(Problem to solve): In the text on the services economy, what do loans in a service economy tend to be linked to?

(Given text):

########

If production lessens as an economic challenge, then it could be replaced by more suitable policy objectives in the services economy. One obvious candidate is the objective of equitable distribution. In the service economy, rising cost increases combined with stagnant wages are resulting in more services becoming unaffordable to a larger group of people and this is intensifying social dislocation pressures.

But resolving these distributional challenges is not easy. Scott Alexander illustrates the policy trade-offs: “The modern conflict between opponents and proponents of free college education is over how to distribute our losses. In the old days, we could combine low taxes with widely available education. Now we can’t, and we have to argue about which value to sacrifice…The conflict between the taxpayers and the teachers’ unions is about how to distribute losses; somebody is going to have to be worse off than they were a generation ago, so who should it be?”

The distribution challenge is made more acute by the impact of service sector employment trends on class structures. The transition to a service economy is often accompanied by a reduction in the size of the middle class and an enlargement of the pool of lowly-paid contractual and contingent workers. It is not just the changing relative sizes of the classes but also the contrasting optics and realities of the daily struggles of the army of servers and part-timers with the high-profile luxurious lifestyles of the handful of rich and famous that aggravates class polarisation.

Class polarisation is reinforced by the patterns of crowding in the service economy. Concentration and imbalances materialise between high-cost/high-wage and low-cost/low-wage locations (cities); and high-productivity/high-paying and low-productivity/low-paying firms. Hence, service sector growth is associated with urbanisation, corporate growth, high profits and stagnant wages. From whichever dimension it is viewed, inequality is worsening all around.

Another feature of the service economy is the acceleration in the financialisation process. This is not surprising as expenditures can be limited by the constraint imposed by physical production. This budget constraint or growth in the consumption of intangibles can only be overcome by an expansion of monetary assets (e.g. debt, market liquidity). Information-driven financialisation helps to transform intangible value into a form that can be monetised and exchanged.

Debt also works differently. In a manufacturing economy, loans are linked to production because they assist manufacturers to expand their plant capacity. Loans in a service economy tend to be linked to consumption (of goods as well as services such as education and healthcare). Therefore, the causation runs from debt which feeds into consumption which feeds into output rather than the way round.

In addition, the need for loans to finance plant expansion will decline in line with the shrinkage in the manufacturing share of GDP. Hence, expansion in corporate debt in the service economy will more likely be used to finance asset market transactions (property, takeovers, share buybacks). The impact of debt will also be different – household debt will have different dynamics and effects from corporate debt.

The dichotomy between the manufacturing and the services paradigms reinforce the point that the service economy requires its own unique paradigm. In my next article, I will review several key policy challenges for a services economy.

References

Phuah Eng Chye (12 August 2017) “The services economy: Macroeconomic overview.” Economicsofinformationsociety.com. http://economicsofinformationsociety.com/the-services-economy-macroeconomic-overview/

Phuah Eng Chye (26 August 2017) “The services economy: Revisiting Baumol’s cost disease.” Economicsofinformationsociety.com. http://economicsofinformationsociety.com/the-services-economy-revisiting-baumols-cost-disease/

Scott Alexander (9 February 2017) “Considerations on cost disease”. Slatestarcodex.com. http://slatestarcodex.com/2017/02/09/considerations-on-cost-disease/

[1] See Phuah Eng Chye (26 August 2017) “The services economy: Revisiting Baumol’s cost disease.”

########

(Records supplied):
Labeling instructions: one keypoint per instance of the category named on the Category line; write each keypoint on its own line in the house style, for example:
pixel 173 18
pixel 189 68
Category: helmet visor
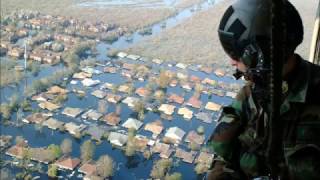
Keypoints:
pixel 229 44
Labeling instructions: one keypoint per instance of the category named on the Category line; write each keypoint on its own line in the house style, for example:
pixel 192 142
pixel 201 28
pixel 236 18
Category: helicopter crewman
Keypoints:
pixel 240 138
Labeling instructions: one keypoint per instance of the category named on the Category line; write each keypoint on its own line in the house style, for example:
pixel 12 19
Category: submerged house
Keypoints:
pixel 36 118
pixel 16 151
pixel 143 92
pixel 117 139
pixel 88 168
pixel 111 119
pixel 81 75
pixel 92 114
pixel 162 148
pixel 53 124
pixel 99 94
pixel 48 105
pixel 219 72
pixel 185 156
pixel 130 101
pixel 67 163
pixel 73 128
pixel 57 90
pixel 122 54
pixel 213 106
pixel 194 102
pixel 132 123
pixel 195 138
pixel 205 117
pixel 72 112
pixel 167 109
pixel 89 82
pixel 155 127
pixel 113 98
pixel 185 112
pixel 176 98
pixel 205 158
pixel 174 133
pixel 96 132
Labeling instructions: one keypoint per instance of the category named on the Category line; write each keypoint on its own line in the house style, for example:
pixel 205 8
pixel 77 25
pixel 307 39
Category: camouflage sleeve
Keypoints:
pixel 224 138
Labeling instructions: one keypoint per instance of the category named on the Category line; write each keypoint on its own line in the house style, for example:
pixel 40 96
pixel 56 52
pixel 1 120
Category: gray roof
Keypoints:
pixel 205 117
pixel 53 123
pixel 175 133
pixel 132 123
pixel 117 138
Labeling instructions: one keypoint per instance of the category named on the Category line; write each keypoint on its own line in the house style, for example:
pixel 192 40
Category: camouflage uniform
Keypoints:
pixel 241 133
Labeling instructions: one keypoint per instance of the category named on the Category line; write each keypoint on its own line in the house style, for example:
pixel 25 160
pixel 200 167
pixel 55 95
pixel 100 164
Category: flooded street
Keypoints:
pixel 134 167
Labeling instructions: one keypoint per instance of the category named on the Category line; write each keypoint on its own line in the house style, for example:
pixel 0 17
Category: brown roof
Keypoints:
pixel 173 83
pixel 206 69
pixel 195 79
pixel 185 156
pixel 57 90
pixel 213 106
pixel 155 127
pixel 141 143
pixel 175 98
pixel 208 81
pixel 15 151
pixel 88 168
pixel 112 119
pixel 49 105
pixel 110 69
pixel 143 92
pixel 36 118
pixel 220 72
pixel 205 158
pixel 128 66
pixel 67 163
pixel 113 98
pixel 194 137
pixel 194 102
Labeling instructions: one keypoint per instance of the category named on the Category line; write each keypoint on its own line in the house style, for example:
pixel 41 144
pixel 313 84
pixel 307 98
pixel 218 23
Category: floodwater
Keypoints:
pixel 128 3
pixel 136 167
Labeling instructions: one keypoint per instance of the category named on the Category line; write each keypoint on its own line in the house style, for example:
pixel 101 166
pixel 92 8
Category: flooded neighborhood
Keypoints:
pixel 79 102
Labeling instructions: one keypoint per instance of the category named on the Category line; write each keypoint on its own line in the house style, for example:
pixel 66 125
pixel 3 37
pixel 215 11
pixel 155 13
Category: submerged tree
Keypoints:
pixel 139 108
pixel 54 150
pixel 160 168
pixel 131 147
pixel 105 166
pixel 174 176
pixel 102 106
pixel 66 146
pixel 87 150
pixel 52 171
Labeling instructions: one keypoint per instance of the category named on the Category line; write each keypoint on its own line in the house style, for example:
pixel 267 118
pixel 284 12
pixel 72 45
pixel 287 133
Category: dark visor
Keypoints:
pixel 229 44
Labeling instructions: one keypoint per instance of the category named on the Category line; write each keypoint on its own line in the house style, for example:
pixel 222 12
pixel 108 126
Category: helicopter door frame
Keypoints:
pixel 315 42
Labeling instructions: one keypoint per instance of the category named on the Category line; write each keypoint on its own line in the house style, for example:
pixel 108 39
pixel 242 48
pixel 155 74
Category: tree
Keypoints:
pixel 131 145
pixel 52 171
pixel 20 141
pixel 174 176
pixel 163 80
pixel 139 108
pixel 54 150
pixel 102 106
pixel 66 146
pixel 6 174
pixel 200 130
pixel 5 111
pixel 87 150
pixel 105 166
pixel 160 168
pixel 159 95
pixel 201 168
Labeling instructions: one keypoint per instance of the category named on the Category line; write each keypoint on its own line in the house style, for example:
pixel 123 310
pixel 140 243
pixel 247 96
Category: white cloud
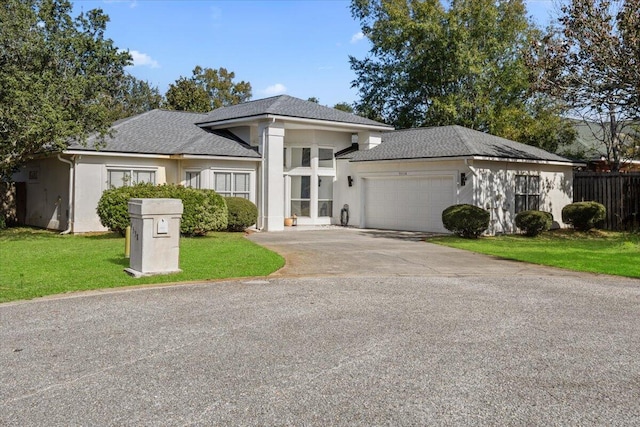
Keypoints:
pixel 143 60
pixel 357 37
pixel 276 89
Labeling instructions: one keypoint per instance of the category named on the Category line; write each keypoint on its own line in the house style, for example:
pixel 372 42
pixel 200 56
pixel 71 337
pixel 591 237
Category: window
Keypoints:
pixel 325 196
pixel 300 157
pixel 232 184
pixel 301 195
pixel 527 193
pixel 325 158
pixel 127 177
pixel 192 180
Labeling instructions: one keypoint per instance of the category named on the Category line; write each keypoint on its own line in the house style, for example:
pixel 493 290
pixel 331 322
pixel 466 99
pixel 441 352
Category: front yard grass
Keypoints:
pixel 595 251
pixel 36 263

########

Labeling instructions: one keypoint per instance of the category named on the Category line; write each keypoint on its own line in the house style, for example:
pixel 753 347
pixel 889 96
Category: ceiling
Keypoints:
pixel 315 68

########

(Solution to this task): Consumption, of goods as well as services such as education and healthcare.